TEXT:
Despite the additional armor, a Thrush wouldn’t be able to defend against anything beyond small arms and small-caliber anti-aircraft fire. And to play to the strengths of Airborne’s advanced surveillance equipment, friendly forces would have to be trained and equipped with modern communication tools.
Instead of relying on a shady mercenary outfit and its hacked hardware, African governments could simply purchase — legally and without hassle — any of a wide range of advanced military aircraft specialized in the type of missions that Prince envisioned.
There’s the Brazilian Super Tucano, a plane of comparable size, ruggedness and price as the modified Thrush. Nine African countries operate this airframe or have professed an interest in acquiring it. Many more operate rotorcraft of Soviet design, often in modernized versions, which in many scenarios are more flexible than fixed-wing aircraft are.
More ambitious and financially better-off countries move upmarket and invest in mostly Russian hardware. Uganda, Algeria, and Angola are among the leading international operators of Su-30 multi-role fighters.
Especially in the Sahel, where mostly former-French colonies are currently fighting Al-Qaeda insurgents as well as the Boko Haram insurgency, local governments can also count on advanced aerial assets from allied Western nations. France has deployed advanced multi-role fighters and long-endurance drones to the region and, together with the United States, also provides aerial intelligence to its regional partners. The U.S. military flies fixed-wing surveillance planes out of airports such as that in Ouagadougou, in Burkina Faso.
That doesn’t mean that Prince couldn’t find any customers for his planned mercenary air force. The government of South Sudan is a likely client, especially as Prince can draw upon his earlier dealings with Salva Kiir, the country’s embattled president. South Sudan is essentially broke, stuck in an ugly civil war, under threat of an arms embargo and has essentially no infrastructure capable of supporting more than the most basic aviation needs. At the height of the fighting, Kiir’s forces might have welcomed the capabilities that Prince’s modified Thrushes.

WHAT THE TASK ASKS:
Continue the passage about Erik Prince's planned mercenary air force for African governments from the point where it stops.

LISTED ENTRIES:
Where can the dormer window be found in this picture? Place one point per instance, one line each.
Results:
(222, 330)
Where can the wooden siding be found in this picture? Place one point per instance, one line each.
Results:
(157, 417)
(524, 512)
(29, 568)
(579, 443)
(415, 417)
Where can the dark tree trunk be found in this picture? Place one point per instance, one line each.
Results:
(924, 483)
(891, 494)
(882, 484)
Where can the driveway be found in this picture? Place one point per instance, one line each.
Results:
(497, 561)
...
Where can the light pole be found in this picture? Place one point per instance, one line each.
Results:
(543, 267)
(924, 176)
...
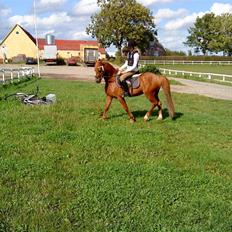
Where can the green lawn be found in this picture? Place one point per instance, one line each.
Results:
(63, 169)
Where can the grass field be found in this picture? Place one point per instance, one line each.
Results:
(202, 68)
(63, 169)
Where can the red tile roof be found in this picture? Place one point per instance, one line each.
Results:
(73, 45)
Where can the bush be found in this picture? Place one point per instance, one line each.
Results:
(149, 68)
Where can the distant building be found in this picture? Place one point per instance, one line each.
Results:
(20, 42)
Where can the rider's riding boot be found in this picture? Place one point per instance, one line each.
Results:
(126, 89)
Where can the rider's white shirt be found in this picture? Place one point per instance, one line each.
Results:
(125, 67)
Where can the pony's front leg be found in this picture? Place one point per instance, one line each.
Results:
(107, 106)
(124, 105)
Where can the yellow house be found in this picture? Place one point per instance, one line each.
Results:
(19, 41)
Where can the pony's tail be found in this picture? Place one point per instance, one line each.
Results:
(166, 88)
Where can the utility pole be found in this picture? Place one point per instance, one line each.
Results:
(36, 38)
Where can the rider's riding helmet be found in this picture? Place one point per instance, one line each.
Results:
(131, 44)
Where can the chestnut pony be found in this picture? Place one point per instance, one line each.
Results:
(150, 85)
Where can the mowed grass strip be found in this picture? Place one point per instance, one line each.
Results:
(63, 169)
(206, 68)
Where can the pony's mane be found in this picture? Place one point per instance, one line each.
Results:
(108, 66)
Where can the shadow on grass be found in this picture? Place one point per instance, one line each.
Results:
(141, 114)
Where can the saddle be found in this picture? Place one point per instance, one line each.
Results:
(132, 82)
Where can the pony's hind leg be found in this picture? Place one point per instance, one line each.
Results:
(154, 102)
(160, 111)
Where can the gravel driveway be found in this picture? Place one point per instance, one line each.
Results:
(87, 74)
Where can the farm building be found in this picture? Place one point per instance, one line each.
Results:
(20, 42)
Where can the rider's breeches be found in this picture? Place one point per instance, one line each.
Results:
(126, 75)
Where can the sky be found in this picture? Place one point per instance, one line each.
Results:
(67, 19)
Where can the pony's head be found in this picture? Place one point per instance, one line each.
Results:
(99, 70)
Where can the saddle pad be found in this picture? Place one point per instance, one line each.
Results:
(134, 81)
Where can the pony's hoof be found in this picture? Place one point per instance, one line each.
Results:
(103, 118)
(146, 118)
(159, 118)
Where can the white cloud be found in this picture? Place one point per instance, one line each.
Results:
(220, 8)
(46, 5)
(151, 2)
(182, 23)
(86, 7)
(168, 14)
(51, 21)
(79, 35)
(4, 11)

ANSWER BELOW:
But Prince wasn’t able to deliver on a contract with South Sudan that included several modified aircraft, according to The Intercept. Even if the deal had gone through, customers with the profile of the South Sudanese government are few and far between. Prince would have tapped out the market with just one deal. Not to mention, Prince’s involvement would have become public sooner or later, guaranteeing an international outcry and strengthening the call for an arms embargo on his first and only customer.
Even by merely modifying and transferring two aircraft, Prince may have exposed himself to criminal investigations in two countries. The concept of a roaming band of aerial mercenaries, in addition to having a very limited customer base, would likely not be tolerated by the international community.
Even historically, there are few precedents for Prince’s plans. While mercenaries have served as pilots — and still do — for air forces lacking domestic training infrastructure, this is a wholly different affair than providing a whole package, including planes and weapons.
An exception to the rule was the South African outfit Executive Outcomes, which offered its clients the services of its own Mi-8 and Mi-24 attack helicopters and MiG-23 fighters, as well as main battle tanks. E.O. thrived in the 1990s, when civil wars raged across Africa. The company was actually the inspiration behind many of the modern legislation that regulates the business of military contractors. Its dissolution in 1998 should have been in warning sign to Prince that his business plans were unlikely to succeed.